▸ Extracted entries:
-----
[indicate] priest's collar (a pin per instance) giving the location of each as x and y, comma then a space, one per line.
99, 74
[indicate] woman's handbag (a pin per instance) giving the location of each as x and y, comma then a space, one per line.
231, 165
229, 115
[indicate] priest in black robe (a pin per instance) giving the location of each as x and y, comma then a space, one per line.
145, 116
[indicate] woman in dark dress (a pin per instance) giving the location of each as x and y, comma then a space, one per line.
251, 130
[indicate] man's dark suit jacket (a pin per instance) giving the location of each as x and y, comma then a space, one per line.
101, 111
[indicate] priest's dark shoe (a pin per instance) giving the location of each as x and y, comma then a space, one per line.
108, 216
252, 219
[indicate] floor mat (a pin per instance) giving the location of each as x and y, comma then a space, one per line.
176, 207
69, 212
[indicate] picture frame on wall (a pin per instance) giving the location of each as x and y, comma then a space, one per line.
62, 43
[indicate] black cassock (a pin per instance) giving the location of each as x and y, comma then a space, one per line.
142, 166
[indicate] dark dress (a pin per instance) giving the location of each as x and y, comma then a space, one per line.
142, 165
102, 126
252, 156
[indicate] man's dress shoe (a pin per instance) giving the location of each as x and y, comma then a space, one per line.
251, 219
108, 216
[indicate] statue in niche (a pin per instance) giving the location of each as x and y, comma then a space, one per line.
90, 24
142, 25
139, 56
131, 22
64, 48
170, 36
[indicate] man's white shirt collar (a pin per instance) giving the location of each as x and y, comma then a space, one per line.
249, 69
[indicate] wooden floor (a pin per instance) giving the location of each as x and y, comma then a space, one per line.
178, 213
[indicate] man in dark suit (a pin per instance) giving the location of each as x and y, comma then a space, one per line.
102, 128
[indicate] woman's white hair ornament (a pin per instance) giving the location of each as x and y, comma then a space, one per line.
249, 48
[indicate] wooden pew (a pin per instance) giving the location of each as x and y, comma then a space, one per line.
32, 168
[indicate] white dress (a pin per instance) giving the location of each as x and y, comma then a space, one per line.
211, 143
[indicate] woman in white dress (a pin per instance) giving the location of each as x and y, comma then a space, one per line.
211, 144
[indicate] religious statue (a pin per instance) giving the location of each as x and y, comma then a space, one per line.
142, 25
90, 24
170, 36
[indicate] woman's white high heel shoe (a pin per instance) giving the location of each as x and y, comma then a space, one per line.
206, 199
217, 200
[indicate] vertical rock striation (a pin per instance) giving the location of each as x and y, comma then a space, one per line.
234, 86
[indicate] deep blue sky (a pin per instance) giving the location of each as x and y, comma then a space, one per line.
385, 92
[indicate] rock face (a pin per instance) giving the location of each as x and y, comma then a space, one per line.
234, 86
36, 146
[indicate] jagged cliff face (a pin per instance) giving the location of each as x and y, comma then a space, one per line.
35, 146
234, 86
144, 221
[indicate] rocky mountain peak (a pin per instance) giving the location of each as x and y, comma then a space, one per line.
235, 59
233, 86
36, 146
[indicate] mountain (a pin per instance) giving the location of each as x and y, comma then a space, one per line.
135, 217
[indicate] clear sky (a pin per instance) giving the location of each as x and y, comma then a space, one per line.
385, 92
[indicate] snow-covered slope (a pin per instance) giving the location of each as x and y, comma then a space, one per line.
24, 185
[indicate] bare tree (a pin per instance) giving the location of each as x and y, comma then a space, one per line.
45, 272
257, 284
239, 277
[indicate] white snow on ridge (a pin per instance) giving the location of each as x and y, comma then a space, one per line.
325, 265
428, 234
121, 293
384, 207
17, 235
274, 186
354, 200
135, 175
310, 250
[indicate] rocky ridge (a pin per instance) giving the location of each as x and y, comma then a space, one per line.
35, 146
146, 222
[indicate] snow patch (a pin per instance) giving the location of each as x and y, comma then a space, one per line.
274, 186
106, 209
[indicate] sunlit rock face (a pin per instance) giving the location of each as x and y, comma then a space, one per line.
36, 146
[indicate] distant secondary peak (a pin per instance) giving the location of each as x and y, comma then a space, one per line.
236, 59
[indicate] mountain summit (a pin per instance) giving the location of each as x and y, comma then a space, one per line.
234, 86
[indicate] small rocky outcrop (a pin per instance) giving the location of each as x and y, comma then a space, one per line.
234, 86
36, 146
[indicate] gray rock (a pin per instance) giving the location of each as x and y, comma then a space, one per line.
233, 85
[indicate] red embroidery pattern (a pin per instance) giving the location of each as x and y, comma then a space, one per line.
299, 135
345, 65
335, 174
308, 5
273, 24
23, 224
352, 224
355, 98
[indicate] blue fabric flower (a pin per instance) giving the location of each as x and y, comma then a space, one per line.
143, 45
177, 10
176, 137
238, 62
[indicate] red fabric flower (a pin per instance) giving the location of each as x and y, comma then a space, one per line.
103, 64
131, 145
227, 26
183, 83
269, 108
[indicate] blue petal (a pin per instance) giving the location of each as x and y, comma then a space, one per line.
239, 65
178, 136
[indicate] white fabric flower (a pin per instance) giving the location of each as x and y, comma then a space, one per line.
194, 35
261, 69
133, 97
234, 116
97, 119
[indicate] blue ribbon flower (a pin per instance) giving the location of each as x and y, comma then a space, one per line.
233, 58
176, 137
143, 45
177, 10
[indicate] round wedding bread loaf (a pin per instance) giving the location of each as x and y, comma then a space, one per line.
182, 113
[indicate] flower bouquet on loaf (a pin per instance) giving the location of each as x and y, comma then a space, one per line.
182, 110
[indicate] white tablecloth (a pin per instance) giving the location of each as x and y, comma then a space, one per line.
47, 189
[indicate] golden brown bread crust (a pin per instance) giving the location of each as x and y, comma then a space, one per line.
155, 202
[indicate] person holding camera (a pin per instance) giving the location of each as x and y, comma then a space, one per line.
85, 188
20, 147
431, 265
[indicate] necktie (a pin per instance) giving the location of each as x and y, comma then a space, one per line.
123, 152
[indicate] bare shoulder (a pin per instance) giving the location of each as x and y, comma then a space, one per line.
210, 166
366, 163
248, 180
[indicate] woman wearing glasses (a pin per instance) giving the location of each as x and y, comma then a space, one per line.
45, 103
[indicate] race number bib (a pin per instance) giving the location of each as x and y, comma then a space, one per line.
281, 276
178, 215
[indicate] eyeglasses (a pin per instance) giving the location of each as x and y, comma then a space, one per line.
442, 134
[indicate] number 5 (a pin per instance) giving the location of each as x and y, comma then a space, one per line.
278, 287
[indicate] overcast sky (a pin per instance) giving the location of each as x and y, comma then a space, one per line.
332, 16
-----
▸ Challenge: Extract the listing in its entirety, matching it exactly.

▸ Correct response:
[indicate] priest's collar (a pin per instance) giving the location of each as x and y, comma then a space, one per line.
99, 74
[indicate] woman's handbag (a pin per instance) giving the location of each as x and y, comma then a space, one per line.
231, 165
229, 115
[indicate] priest in black robe (a pin per instance) giving the location of each as x and y, comma then a space, one per line.
145, 116
[indicate] woman in dark dress (a pin per instance) giving the location of each as x and y, comma then a space, one per line.
251, 130
[indicate] man's dark suit jacket (a pin per instance) giving the location of each as x and y, comma then a space, one per line.
101, 111
[indicate] priest's dark shoe (a pin per instance) giving the location of each as x and y, comma then a space, one per line.
108, 216
252, 219
[indicate] floor mat (a pin per instance) giving the location of each as x and y, comma then a space, one per line.
176, 207
69, 212
[indicate] picture frame on wall (a pin per instance) giving the location of each as x and y, comma then a space, one per line.
62, 43
[indicate] black cassock (a pin per instance) giving the location of each as x and y, comma then a space, one per line.
142, 166
[indicate] dark dress (a pin per instance) giving the location of each as x and y, comma then a space, one per line.
142, 165
102, 126
252, 156
[indicate] man's dress shoe (a pin per instance) giving the location of each as x and y, comma then a space, one per line.
251, 219
108, 216
[indicate] statue in niche (a pin per instance) giving the location of each as x and y, comma then a space, one per line.
90, 24
142, 25
139, 56
131, 22
64, 48
170, 36
[indicate] man's white shirt collar (a pin per instance) giving the location of each as x and y, comma then a space, one per line.
249, 69
[indicate] wooden floor (a pin per instance) giving the location of each as x and y, comma then a space, one per line.
178, 213
[indicate] man in dark suit (a pin per instance) giving the location of each as x and y, comma then a space, one per line.
102, 128
[indicate] woman's white hair ornament (a pin per instance) giving the location of each as x and y, comma then a space, one per line.
249, 48
[indicate] wooden pew (a pin per instance) giving the location of each as x and y, comma then a space, one per line.
32, 168
[indicate] white dress (a pin per instance) giving the location of each as x and y, comma then a space, one per line.
211, 143
[indicate] woman in white dress (a pin per instance) giving the location of each as x and y, comma then a space, one per line.
211, 144
[indicate] religious statue (a pin per instance) giving the location of each as x and y, comma then a space, one per line.
142, 25
90, 24
170, 36
[indicate] woman's white high heel shoe (a pin per instance) giving the location of each as x and y, comma then a space, one per line.
206, 199
217, 200
[indicate] vertical rock striation (a pin per instance) giving the location of each as x and y, comma then a space, one per line.
234, 86
[indicate] deep blue sky (a pin per instance) giving the location of each as x and y, comma then a space, one per line.
385, 92
[indicate] rock face (a pin per instance) giving the location of each as x and y, comma then a space, one per line.
234, 86
36, 146
[indicate] jagged cliff face (a pin per instance) giving the location of each as x and y, comma then a space, one per line.
35, 146
234, 86
144, 221
[indicate] rocky mountain peak (a pin per instance) giving the location of each as x and y, comma then a space, one per line.
235, 59
233, 86
36, 146
[indicate] mountain (a pin per instance) giving the location of each as x and y, comma then a space, one per line.
135, 217
[indicate] clear sky (a pin per instance) giving the location of each as x and y, comma then a space, one per line.
385, 92
[indicate] snow-covered slope (a pin per instance) giving the location of each as x and y, comma then a space, one per line.
24, 185
[indicate] bare tree (a pin per instance) giving the location of each as x and y, comma then a space, one per line.
45, 272
257, 284
239, 277
[indicate] white snow on ridge (a pin per instance) giving the location of each as x and y, comma then a space, one per line.
325, 265
428, 234
121, 293
384, 207
17, 235
274, 186
354, 200
135, 175
310, 250
[indicate] rocky ridge (a pin per instance) giving the location of each as x and y, comma then a space, one per line.
35, 146
146, 222
[indicate] snow patch (a pin per instance) giving the location of each as x and y, comma then a space, one per line.
274, 186
106, 209
[indicate] sunlit rock face (a pin per instance) giving the location of each as x and y, comma then a space, one per line.
36, 146
[indicate] distant secondary peak (a pin per instance) giving the location of each as x and y, comma then a space, one per line.
236, 59
[indicate] mountain summit (a pin per instance) giving the location of each as x and y, comma then a space, one per line.
234, 86
[indicate] small rocky outcrop (a pin per instance) giving the location of each as x and y, comma then a space, one per line.
234, 86
36, 146
[indicate] gray rock (a pin per instance) giving the location of each as x and y, comma then a space, one per line.
233, 85
[indicate] red embroidery pattern (a pin per instance) giving the location of each as x and y, comma then a space, one per line.
299, 135
345, 65
335, 174
308, 5
273, 24
23, 224
352, 224
355, 98
[indicate] blue fabric flower (a pin per instance) giving the location of each as x and y, comma then a space, one per line.
143, 45
177, 10
176, 137
238, 62
[indicate] red fabric flower (a pin per instance) giving the location of each as x and y, comma then a space, one per line.
103, 64
131, 145
227, 26
183, 83
269, 108
[indicate] blue petal (a pin per instance) giving the location of each as x and y, comma then a space, one per line.
239, 65
178, 136
[indicate] white fabric flower (a pin per instance) giving the location of each as x and y, comma then a space, one per line.
194, 35
261, 69
133, 97
234, 116
97, 119
[indicate] blue ribbon flower (a pin per instance) giving the location of each as x and y, comma then a space, one per line.
233, 58
176, 137
143, 45
177, 10
[indicate] round wedding bread loaf (a pin per instance) giving the location of each as x and y, comma then a space, one per line.
182, 113
[indicate] flower bouquet on loaf (a pin per instance) giving the location of each as x and y, comma then a space, one per line.
182, 110
[indicate] white tablecloth (a pin per instance) giving the location of each as x and y, comma then a space, one per line.
47, 189
[indicate] golden brown bread crust (a pin per instance) giving the location of each as x and y, comma then a space, one per line.
155, 202
[indicate] person holding camera (a pin per instance) giving the location of each as x and y, comma then a space, one per line.
85, 188
20, 147
431, 265
[indicate] necktie (a pin per instance) giving the location of each as x and y, comma then a space, one per line.
123, 152
[indicate] bare shoulder (a pin per instance) giving the location of each as x and y, comma then a space, one per line.
210, 166
366, 163
248, 180
[indicate] woman wearing glasses (a pin per instance) giving the location of each as x and y, comma then a space, one per line.
45, 103
[indicate] race number bib (a pin per instance) giving the location of each as x and y, comma then a space, one per line.
281, 276
178, 215
[indicate] eyeglasses (a pin per instance) giving the location of each as x and y, comma then a space, one per line.
442, 134
[indicate] number 5 (a pin per instance) giving the location of each as x and y, comma then a space, one per line.
278, 287
[indicate] overcast sky (a pin per instance) giving the location of each as x and y, comma then a space, one per line.
332, 16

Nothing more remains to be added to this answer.